→ **WHAT THE TASK REQUIRES**
Report each line of the records below that contains the word "clicks" by copying that line in full.

** RECORDED DATA follows **

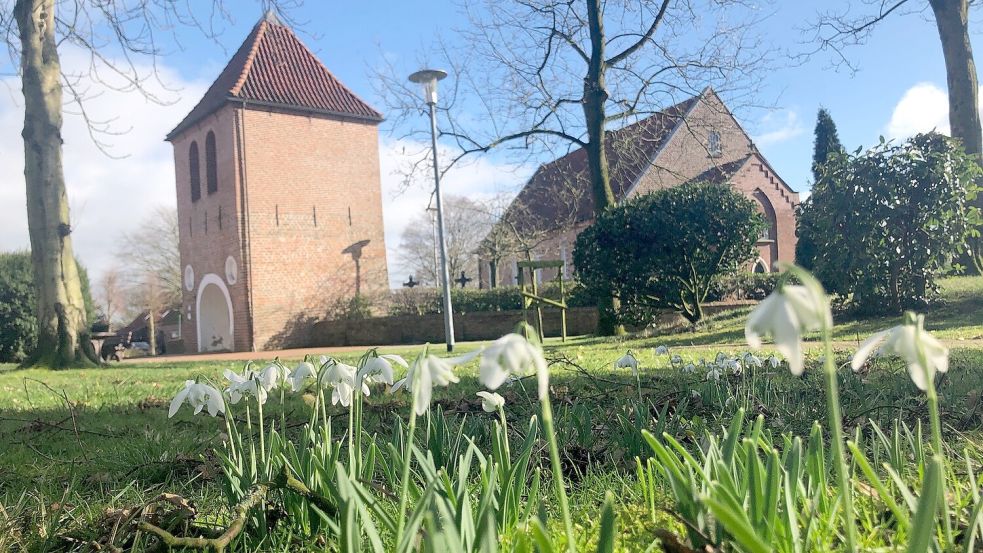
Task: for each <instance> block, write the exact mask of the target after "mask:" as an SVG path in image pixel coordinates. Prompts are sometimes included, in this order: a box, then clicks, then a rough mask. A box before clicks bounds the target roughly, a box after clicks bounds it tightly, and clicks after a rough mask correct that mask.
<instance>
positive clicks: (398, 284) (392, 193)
mask: <svg viewBox="0 0 983 553" xmlns="http://www.w3.org/2000/svg"><path fill="white" fill-rule="evenodd" d="M428 150H429V144H427V145H424V144H421V143H419V142H416V141H412V140H391V141H383V143H382V145H381V152H380V160H381V172H382V210H383V217H384V221H385V228H386V257H387V260H388V263H389V283H390V286H391V287H393V288H398V287H399V286H400V285H401V283H402V282H403V281H404V280H406V277H407V275H406V274H403V272H405V271H404V269H403V267H401V266H400V263H399V245H400V237H401V236H402V234H403V230H404V229H406V227H407V226H408V225H410V224H411V223H412V222H413V220H414V219H416V218H417V217H419V216H420V214H421V213H425V210H426V208H427V206H428V205H430V199H431V195H432V192H433V173H432V169H431V167H432V166H431V165H426V166H425V167H420V168H418V170H417V171H415V172H414V178H413V179H412V180H411V182H406V181H407V179H406V175H407V174H408V172H409V171H408V168H409V166H410V165H411V164H413V163H415V162H417V161H419V160H421V159H425V156H426V154H427V152H428ZM441 153H442V154H448V155H446V156H445V155H442V156H441V157H442V158H443V157H449V153H448V152H441ZM532 169H534V168H531V167H526V166H515V165H512V164H508V163H500V162H496V161H493V160H491V159H489V158H487V157H481V158H475V159H473V160H471V161H469V162H467V163H464V164H461V165H458V166H455V167H454V168H452V169H451V170H450V171H448V172H447V173H446V174H445V175H444V176H443V178H442V179H441V181H440V186H441V192H442V194H443V196H444V197H447V196H466V197H468V198H470V199H472V200H475V201H479V202H480V201H491V200H492V199H494V198H496V197H499V196H509V195H514V194H516V193H517V192H518V191H519V189H520V188H521V187H522V185H523V184H525V182H526V180H527V179H528V178H529V176H530V175H531V173H532Z"/></svg>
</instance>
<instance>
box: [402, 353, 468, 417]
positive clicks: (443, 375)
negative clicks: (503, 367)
mask: <svg viewBox="0 0 983 553" xmlns="http://www.w3.org/2000/svg"><path fill="white" fill-rule="evenodd" d="M479 353H481V350H476V351H473V352H471V353H469V354H465V355H461V356H458V357H443V358H442V357H436V356H434V355H427V356H426V357H424V358H422V359H417V361H416V362H415V363H413V365H411V366H410V369H409V371H407V372H406V378H404V379H402V380H400V381H399V382H397V383H395V384H393V387H392V391H393V392H396V391H398V390H399V389H400V388H403V387H405V386H409V387H410V388H411V391H412V392H413V393H414V394H415V401H416V414H417V415H422V414H424V413H426V412H427V409H430V401H431V400H432V399H433V387H434V386H448V385H449V384H451V383H452V382H455V383H456V382H460V379H459V378H458V377H457V375H455V374H454V367H455V366H456V365H460V364H462V363H467V362H468V361H470V360H472V359H474V358H475V357H477V356H478V354H479ZM417 373H419V376H418V375H417Z"/></svg>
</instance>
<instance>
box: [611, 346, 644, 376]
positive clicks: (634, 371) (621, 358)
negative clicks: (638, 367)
mask: <svg viewBox="0 0 983 553" xmlns="http://www.w3.org/2000/svg"><path fill="white" fill-rule="evenodd" d="M614 368H616V369H625V368H628V369H631V372H632V374H635V375H637V374H638V359H635V356H634V355H632V354H631V351H629V352H628V353H626V354H624V355H622V356H621V357H620V358H619V359H618V360H617V361H615V362H614Z"/></svg>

** End of RECORDED DATA **

→ **RESPONSE AREA**
Task: for each <instance> block, write the exact mask of the target after "mask:" as an SVG path in image pixel coordinates. Prompts are sometimes included, in this order: a box, then clicks, then a rough mask. A box before clicks bounds the target roughly, a box after clicks bounds it tightly, and clicks after a rough mask correct that mask.
positive clicks: (398, 284) (392, 193)
positive clicks: (443, 375)
negative clicks: (503, 367)
positive clicks: (634, 371) (621, 358)
negative clicks: (638, 367)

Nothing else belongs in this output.